:: Supplied data ::
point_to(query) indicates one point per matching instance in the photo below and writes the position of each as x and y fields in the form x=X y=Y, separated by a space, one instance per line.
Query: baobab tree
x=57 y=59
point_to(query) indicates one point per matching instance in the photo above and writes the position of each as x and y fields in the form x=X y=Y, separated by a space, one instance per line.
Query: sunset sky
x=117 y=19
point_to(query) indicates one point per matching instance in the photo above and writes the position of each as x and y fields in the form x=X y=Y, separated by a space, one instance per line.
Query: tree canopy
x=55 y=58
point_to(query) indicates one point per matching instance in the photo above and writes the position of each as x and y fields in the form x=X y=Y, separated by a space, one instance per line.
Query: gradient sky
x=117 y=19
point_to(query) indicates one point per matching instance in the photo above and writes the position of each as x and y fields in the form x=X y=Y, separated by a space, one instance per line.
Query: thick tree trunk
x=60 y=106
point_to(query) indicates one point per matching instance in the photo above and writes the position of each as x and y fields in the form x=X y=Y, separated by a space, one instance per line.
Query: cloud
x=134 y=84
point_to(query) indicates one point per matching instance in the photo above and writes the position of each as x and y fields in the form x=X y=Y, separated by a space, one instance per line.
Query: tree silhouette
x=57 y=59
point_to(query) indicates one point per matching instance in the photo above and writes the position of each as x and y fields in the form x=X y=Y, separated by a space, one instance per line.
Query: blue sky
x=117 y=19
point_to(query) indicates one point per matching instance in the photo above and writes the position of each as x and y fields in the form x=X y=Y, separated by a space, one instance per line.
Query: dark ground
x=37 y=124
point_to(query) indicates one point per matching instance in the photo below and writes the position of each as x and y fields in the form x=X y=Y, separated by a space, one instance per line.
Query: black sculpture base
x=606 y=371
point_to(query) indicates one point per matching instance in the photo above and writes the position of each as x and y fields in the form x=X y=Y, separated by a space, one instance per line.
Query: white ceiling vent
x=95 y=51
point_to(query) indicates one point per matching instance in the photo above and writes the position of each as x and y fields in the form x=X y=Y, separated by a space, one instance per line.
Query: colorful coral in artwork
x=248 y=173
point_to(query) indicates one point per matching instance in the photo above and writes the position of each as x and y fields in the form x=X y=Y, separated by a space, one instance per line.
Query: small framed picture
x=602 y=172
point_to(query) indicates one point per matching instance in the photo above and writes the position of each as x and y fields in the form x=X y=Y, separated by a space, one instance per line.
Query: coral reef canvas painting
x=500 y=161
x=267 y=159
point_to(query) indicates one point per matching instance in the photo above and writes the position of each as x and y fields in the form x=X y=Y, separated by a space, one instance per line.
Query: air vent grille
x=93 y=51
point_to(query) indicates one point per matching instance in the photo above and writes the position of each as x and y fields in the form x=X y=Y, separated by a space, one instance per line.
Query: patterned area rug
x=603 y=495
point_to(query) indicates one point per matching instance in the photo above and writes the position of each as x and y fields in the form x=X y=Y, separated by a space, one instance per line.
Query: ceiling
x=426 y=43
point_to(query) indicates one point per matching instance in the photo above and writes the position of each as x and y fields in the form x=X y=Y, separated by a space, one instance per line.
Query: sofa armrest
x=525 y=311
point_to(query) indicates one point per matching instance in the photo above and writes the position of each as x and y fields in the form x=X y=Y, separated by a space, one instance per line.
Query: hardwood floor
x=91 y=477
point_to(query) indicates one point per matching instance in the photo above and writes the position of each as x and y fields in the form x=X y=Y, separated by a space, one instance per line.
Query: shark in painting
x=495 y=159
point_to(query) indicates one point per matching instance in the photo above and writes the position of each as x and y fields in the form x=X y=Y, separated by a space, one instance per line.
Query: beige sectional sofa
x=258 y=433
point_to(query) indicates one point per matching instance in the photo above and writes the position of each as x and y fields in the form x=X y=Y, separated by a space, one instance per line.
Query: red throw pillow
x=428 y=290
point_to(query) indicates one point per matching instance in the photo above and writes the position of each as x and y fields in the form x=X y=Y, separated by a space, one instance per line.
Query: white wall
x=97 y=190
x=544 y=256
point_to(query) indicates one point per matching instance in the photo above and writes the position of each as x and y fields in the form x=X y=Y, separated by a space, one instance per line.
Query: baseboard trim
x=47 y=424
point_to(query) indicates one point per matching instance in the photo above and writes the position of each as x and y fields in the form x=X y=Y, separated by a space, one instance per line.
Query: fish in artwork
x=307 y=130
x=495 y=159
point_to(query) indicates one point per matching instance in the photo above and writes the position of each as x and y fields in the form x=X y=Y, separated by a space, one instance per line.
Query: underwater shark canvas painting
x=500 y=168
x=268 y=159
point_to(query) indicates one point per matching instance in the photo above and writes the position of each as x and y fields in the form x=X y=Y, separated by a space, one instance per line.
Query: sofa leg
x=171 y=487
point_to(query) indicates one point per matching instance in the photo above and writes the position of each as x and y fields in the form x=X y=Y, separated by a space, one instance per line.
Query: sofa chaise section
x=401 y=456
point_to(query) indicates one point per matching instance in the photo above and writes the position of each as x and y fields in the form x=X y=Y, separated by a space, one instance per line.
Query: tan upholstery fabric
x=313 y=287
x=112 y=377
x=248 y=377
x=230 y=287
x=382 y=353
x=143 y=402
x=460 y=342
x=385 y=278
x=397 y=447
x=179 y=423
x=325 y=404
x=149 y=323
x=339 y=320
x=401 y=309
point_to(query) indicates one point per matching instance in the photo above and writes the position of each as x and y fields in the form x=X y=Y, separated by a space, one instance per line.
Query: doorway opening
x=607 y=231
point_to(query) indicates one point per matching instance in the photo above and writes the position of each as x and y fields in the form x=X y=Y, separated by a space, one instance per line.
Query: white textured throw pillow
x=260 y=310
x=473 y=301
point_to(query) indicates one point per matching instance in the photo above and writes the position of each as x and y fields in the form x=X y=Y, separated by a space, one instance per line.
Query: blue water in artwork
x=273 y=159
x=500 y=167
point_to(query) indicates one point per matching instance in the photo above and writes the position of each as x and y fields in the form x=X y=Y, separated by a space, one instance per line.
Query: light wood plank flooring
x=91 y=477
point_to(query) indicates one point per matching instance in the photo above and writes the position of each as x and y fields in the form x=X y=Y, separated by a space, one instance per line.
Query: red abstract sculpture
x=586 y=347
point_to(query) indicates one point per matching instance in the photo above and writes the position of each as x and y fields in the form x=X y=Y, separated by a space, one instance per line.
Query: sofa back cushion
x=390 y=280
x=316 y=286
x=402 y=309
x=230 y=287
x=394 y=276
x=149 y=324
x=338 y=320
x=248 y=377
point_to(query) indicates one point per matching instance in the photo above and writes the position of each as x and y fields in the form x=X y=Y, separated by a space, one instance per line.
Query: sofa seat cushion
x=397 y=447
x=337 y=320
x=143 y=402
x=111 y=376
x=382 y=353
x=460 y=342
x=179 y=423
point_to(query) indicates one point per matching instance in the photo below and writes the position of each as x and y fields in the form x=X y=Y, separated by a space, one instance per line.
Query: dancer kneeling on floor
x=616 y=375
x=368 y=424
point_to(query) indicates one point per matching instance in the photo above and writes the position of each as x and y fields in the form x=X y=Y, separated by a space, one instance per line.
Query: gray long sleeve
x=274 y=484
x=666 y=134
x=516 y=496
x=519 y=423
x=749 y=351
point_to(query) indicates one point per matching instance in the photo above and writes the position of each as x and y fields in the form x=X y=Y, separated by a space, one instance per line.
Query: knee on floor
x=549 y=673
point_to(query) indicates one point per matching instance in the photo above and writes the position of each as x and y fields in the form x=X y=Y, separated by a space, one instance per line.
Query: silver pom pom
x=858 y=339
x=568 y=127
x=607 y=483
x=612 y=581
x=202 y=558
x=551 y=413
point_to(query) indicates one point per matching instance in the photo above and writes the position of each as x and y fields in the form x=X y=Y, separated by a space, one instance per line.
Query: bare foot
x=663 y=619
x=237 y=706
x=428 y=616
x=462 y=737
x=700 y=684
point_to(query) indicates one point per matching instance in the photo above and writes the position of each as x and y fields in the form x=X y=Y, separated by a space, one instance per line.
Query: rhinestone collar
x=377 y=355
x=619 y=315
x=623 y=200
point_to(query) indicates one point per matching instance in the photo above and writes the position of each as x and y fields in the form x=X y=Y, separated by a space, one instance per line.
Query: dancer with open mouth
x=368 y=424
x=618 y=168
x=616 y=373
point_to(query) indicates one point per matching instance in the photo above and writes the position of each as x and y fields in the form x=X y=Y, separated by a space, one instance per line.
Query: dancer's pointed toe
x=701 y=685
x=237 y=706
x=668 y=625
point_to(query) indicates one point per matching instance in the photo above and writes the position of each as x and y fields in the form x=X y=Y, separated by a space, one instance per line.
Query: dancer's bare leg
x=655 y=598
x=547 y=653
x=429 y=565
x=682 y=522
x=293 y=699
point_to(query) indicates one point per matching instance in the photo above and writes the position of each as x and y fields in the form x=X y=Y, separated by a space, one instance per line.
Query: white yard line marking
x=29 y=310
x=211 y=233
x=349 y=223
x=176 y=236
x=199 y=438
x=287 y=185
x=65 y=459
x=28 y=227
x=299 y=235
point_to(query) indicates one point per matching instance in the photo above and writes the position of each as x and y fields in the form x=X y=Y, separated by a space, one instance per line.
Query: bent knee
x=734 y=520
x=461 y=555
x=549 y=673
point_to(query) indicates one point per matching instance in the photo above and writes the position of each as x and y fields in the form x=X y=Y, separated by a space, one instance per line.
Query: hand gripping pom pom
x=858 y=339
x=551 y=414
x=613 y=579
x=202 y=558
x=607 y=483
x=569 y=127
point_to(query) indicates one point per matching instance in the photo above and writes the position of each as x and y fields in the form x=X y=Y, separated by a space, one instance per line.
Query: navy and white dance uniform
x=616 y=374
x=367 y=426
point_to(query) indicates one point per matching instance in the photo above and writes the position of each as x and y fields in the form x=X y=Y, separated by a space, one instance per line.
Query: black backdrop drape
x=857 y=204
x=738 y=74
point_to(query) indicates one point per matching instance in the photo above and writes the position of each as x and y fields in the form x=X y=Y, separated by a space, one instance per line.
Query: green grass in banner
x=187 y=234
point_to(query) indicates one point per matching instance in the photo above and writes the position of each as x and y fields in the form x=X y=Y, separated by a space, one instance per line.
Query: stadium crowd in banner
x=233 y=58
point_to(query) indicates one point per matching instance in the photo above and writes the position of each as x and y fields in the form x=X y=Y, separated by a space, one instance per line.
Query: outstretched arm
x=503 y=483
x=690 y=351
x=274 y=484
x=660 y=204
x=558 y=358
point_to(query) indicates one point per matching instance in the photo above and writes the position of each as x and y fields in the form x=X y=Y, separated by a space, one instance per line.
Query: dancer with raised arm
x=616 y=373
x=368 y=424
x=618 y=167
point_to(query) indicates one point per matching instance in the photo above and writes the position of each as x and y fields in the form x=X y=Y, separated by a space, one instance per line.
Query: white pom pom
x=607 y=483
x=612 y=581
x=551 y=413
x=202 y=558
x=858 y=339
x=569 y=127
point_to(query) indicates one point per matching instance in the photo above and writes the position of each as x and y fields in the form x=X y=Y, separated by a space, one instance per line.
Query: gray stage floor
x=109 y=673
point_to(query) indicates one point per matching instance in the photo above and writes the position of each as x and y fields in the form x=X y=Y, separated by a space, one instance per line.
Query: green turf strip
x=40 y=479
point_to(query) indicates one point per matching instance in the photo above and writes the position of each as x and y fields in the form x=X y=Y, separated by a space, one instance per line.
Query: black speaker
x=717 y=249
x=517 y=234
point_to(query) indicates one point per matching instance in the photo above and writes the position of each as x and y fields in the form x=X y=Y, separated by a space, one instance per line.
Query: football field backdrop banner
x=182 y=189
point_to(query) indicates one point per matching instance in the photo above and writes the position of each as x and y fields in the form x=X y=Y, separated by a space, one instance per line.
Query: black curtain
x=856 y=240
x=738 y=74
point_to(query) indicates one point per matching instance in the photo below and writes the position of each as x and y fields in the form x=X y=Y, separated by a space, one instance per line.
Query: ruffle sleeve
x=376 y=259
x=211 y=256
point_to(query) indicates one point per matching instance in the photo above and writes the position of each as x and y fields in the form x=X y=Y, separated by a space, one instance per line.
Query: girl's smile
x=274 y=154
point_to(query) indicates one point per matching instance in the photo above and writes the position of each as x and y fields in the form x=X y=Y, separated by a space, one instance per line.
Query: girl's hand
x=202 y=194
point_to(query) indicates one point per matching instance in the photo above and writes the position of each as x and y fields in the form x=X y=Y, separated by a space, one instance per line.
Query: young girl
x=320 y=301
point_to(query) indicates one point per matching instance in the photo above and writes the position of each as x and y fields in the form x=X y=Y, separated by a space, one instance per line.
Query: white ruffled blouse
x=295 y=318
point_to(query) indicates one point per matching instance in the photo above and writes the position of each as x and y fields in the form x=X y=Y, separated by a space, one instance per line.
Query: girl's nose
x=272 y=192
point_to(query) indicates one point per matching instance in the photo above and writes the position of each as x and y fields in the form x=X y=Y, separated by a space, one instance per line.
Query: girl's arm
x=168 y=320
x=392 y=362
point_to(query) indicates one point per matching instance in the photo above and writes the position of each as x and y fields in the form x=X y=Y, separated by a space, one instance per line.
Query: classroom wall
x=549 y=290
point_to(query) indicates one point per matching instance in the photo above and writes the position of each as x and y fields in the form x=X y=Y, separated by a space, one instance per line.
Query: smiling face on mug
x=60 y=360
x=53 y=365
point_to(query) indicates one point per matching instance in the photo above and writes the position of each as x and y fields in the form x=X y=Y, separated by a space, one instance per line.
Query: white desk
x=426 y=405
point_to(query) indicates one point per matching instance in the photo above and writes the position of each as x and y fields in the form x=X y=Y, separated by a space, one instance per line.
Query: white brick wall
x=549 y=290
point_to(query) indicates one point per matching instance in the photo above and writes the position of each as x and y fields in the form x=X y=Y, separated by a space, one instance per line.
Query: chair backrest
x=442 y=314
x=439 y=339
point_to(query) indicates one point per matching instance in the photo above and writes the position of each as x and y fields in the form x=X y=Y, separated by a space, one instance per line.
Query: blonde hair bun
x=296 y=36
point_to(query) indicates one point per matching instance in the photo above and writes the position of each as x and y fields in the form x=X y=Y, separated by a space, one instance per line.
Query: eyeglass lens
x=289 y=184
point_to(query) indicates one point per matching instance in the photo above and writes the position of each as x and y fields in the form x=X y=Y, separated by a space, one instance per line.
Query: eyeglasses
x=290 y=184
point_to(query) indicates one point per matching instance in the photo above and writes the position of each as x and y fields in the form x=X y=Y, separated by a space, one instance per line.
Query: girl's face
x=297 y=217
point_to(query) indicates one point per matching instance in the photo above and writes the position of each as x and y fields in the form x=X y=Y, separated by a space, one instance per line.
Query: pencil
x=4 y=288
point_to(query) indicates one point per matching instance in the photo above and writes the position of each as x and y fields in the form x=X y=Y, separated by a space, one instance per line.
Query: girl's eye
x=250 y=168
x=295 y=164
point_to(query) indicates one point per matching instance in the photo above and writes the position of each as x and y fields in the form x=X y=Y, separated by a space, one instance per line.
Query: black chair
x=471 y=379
:::
### Task instructions
Render the stretch of the records above, from their start through the line containing "x=606 y=371", as a Markdown table with the columns "Row" and "Record line". Number each row and leave out any blank lines.

### Solution to this task
| Row | Record line |
|---|---|
| 1 | point_to(query) indicates one point per matching instance in the photo below and writes the position of each as x and y fields in the form x=X y=Y, separated by a space, one instance per line. |
| 2 | Query: baobab tree |
| 3 | x=57 y=59 |
| 4 | point_to(query) indicates one point per matching instance in the photo above and writes the position of each as x and y fields in the form x=X y=Y, separated by a space, one instance per line. |
| 5 | Query: sunset sky |
| 6 | x=117 y=19 |
| 7 | point_to(query) indicates one point per matching instance in the photo above and writes the position of each as x and y fields in the form x=X y=Y, separated by a space, one instance per line. |
| 8 | Query: tree canopy |
| 9 | x=55 y=58 |
| 10 | point_to(query) indicates one point per matching instance in the photo above and writes the position of each as x and y fields in the form x=X y=Y, separated by a space, one instance per line. |
| 11 | Query: gradient sky |
| 12 | x=117 y=19 |
| 13 | point_to(query) indicates one point per matching instance in the photo above and writes the position of each as x and y fields in the form x=X y=Y, separated by a space, one instance per line. |
| 14 | Query: thick tree trunk |
| 15 | x=60 y=106 |
| 16 | point_to(query) indicates one point per matching instance in the photo above and writes the position of each as x and y fields in the form x=X y=Y, separated by a space, one instance per line. |
| 17 | Query: cloud |
| 18 | x=134 y=84 |
| 19 | point_to(query) indicates one point per matching instance in the photo above and writes the position of each as x and y fields in the form x=X y=Y, separated by a space, one instance per line. |
| 20 | Query: tree silhouette |
| 21 | x=57 y=59 |
| 22 | point_to(query) indicates one point per matching instance in the photo above and writes the position of each as x and y fields in the form x=X y=Y, separated by a space, one instance per line. |
| 23 | Query: blue sky |
| 24 | x=117 y=19 |
| 25 | point_to(query) indicates one point per matching instance in the photo above and writes the position of each as x and y fields in the form x=X y=Y, separated by a space, one instance per line. |
| 26 | Query: dark ground |
| 27 | x=37 y=124 |
| 28 | point_to(query) indicates one point per matching instance in the photo below and writes the position of each as x and y fields in the form x=X y=Y, separated by a space, one instance per line. |
| 29 | Query: black sculpture base |
| 30 | x=606 y=371 |